### Selected text

--

FIELD OF THE INVENTION
[0002] The present invention relates generally to a heat pipe, and
more specifically to a semi-loop heat pipe having co-current,
swirling two phase flow in the evaporator, and an impermeable
return line from the condenser.
BACKGROUND OF THE INVENTION
[0003] Heat pipes are devices that employ the evaporation and
condensation of a working fluid contained within to effect the
transfer of energy from the evaporator where heat is absorbed to
the condenser where the heat is released. Heat pipes gained
prominence in the early 1960's as superconducting, heat transfer
devices as detailed, for example, in U.S. Pat. Nos. 3,229,759 and
4,485,670. While numerous configurations and applications of heat
pipes have been proposed since their initial invention, the basic
heat pipe is still viewed as a unit that can transport large
quantities of energy over a relatively small temperature
gradient.
[0004] Heat pipes are containment vessels that are charged with a
working substance which is continuously evaporated and condensed as
heat is added to the evaporator and removed from the condenser. The
rate at which vapor is produced is directly proportional to the
rate of heat flowing into the heat pipe. The ability of a heat pipe
to efficiently transfer energy rests on the fact that
non-condensable gaseous species within the chamber are removed from
the heat pipe prior to operation. As such, a heat pipe is evacuated
prior to its use as a heat transfer device. By eliminating
non-condensable gases from the chamber, the vapor that is generated
in the evaporator flows to the condenser down a pressure gradient
in much the same way as a pump causes fluid to move through an
enclosure. With the presence of non-condensable gases, the
vaporized working substance would move by molecular diffusion down
a concentration gradient. Given that a pressure driven flow can be
orders of magnitude more effective in moving vaporized working
substance, heat pipe systems are generally evacuated. Conversely,
if the heat pipe chamber develops a leak, the heat pipe will cease
to function. Thus, the use of a heat pipe in a high temperature
environment can be problematic if the evaporator experiences
insufficient cooling as this can cause the containment vessel to be
perforated with the subsequent failure of the heat pipe.

--

### Data extract
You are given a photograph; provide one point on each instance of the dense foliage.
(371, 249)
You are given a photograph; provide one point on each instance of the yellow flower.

--

### What the exercise asks
Reproduce the passage of the heat pipe text starting at "FIELD OF THE" and ending at "line from the condenser.". The lines have no connection to the heat pipe text.

### Solution
FIELD OF THE INVENTION
[0002] The present invention relates generally to a heat pipe, and
more specifically to a semi-loop heat pipe having co-current,
swirling two phase flow in the evaporator, and an impermeable
return line from the condenser.